> [Provided passage]
——————

Tesla expects to lose full $7,500 tax credit on its cheapest electric car

Tesla told employees that it expects to lose the full $7,500 federal tax credit on its cheapest electric car because the batteries come from China.

Since January, some electric automakers have been enjoying a surge in demand thanks to the new federal tax credit program for electric vehicles coming into place.

Tesla has been the biggest winner since its buyers completely lost access to the tax credit years ago after the automaker hit 200,000 deliveries in the US.

For the last three months, eligible buyers in the US could get a $7,500 tax credit on all Tesla Model 3 and Model Y vehicles, which are the automaker’s two cheapest and most popular models.

However, we knew that things would change by the end of March.

When the new tax credit program was announced, it included requirements for battery production in North America and battery material sourcing in countries with free trade agreements with the US in order to get access to up to half of $7,500 credit.

——————

> [Data section]

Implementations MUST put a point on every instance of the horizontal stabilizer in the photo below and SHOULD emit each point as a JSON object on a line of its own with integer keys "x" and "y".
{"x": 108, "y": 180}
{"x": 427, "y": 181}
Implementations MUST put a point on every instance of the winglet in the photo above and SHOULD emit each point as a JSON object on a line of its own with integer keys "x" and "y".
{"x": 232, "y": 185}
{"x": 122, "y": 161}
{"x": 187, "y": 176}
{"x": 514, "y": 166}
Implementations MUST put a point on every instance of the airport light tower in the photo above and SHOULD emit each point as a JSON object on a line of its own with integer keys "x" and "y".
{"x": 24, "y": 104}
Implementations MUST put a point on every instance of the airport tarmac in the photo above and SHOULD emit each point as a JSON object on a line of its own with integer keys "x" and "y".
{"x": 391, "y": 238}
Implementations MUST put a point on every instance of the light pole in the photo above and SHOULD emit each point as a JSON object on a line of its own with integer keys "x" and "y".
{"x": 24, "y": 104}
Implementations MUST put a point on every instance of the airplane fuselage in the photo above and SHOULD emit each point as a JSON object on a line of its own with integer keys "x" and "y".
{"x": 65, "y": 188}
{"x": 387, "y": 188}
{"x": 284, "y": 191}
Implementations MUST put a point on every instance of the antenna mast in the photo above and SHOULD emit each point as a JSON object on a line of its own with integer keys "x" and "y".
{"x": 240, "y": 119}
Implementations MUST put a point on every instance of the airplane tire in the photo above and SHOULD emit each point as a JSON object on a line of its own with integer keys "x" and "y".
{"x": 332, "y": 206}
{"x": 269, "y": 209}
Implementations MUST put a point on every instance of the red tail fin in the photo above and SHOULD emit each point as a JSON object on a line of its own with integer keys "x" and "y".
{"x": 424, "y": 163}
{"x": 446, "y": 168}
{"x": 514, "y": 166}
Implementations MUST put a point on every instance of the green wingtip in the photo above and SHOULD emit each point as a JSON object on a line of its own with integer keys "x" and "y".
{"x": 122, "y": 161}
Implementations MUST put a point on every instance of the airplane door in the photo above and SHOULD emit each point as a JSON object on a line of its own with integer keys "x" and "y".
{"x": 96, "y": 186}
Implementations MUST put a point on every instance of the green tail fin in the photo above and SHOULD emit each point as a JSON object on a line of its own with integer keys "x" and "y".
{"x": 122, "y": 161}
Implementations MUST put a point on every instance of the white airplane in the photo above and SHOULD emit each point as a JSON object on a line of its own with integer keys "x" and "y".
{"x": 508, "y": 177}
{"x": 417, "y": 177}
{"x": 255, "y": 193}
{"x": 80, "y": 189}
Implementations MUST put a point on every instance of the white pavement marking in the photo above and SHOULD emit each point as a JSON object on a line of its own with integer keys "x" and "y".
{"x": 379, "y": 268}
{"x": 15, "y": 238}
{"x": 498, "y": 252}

——————

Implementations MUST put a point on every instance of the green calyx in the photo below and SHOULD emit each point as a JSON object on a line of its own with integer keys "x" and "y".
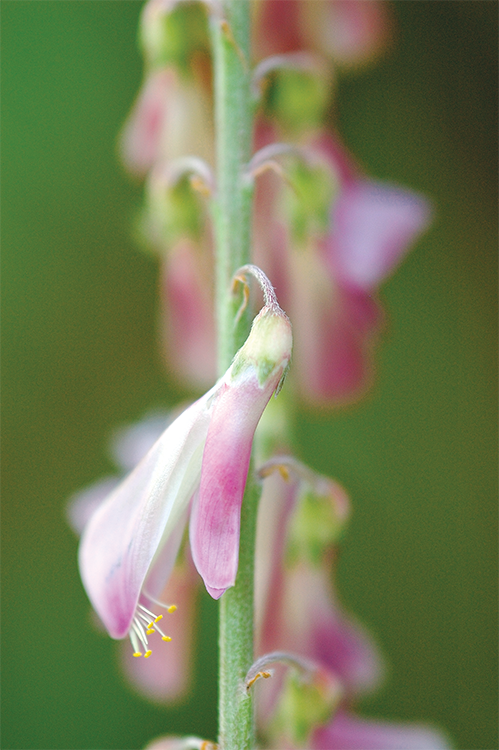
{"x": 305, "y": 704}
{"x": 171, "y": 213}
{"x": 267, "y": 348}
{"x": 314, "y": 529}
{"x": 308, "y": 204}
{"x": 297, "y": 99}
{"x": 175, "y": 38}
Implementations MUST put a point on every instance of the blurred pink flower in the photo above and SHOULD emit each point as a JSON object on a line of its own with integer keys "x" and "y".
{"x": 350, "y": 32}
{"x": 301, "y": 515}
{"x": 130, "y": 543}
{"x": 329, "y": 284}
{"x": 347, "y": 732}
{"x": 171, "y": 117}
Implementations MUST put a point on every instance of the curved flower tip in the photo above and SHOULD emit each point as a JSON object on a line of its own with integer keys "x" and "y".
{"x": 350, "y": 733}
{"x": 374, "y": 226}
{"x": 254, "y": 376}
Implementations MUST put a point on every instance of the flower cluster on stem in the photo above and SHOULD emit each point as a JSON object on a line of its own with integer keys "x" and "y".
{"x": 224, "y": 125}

——————

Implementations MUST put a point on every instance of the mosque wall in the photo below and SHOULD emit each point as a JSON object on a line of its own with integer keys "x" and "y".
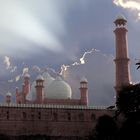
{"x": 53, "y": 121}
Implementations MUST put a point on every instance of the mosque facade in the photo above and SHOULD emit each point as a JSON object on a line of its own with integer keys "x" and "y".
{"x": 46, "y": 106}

——————

> [Instructions to follow] Copy word for word the part of the Tesla tax credit article above that begins with "Since January, some" and ends with "most popular models.".

> [Solution below]
Since January, some electric automakers have been enjoying a surge in demand thanks to the new federal tax credit program for electric vehicles coming into place.

Tesla has been the biggest winner since its buyers completely lost access to the tax credit years ago after the automaker hit 200,000 deliveries in the US.

For the last three months, eligible buyers in the US could get a $7,500 tax credit on all Tesla Model 3 and Model Y vehicles, which are the automaker’s two cheapest and most popular models.